#### Reading passage ####

But, your attempt at justifying your lack of capacity to have rational thought just demonstrates that you are genuinely clueless, and think what you have to say on the matter..... matters.
That's the argument I am refuting in the OP.
 
That's the argument I am refuting in the OP.
clearly it fails.

the reason I know my thoughts are valid, and not random, is because there is a creator, who imparted his order, and reason on the cosmos, and humans.

So, that God has given you mental faculty, and you use that mental faculty to claim he's not real, and that you're a random accident..... seems to me that you've simply lost your marbles.
Perhaps we can call Peter Pan into help you find them.
 
clearly it fails.
Yes, the EAAN fails. If you meant that my rebuttal fails then you'd need to explain why.

the reason I know my thoughts are valid, and not random, is because there is a creator, who imparted his order, and reason on the cosmos, and humans.
The other alternative is that our cognitive apparatus has evolved to be reliable for general purpose intelligence.
 
Look what I found when I went to the first page of the Atheist forum!! My favorite argument for an intelligent designer.

####

Given task A:
Decide whether each statement agrees with the forum exchange. Answer yes or no for each, and quote the exact words from the forum exchange that settle it.
(i) One writer says that the EAAN fails.
(ii) The last line says its writer found a favorite argument on the second page of the Atheist forum.
(iii) One writer gives a creator as the reason for knowing that their thoughts are valid.
Given task B:
Answer these questions using the forum exchange.
(i) Who does one writer suggest calling in to help find the lost marbles?
(ii) What alternative to a creator does one writer offer to explain reliable thinking?
(iii) What is the writer of the last line's favorite argument for?

#### Dataset excerpts ####

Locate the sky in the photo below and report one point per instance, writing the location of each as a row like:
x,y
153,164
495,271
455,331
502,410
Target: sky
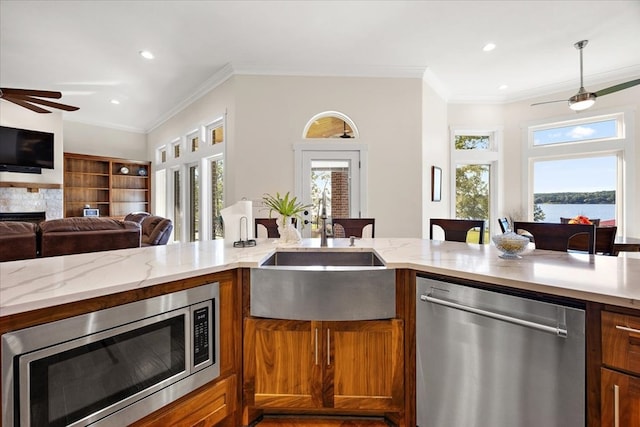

####

Complete answer A:
(i) Yes: "Yes, the EAAN fails."
(ii) No: "when I went to the first page of the Atheist forum"
(iii) Yes: "the reason I know my thoughts are valid, and not random, is because there is a creator"

Complete answer B:
(i) Peter Pan.
(ii) That our cognitive apparatus has evolved to be reliable for general purpose intelligence.
(iii) An intelligent designer.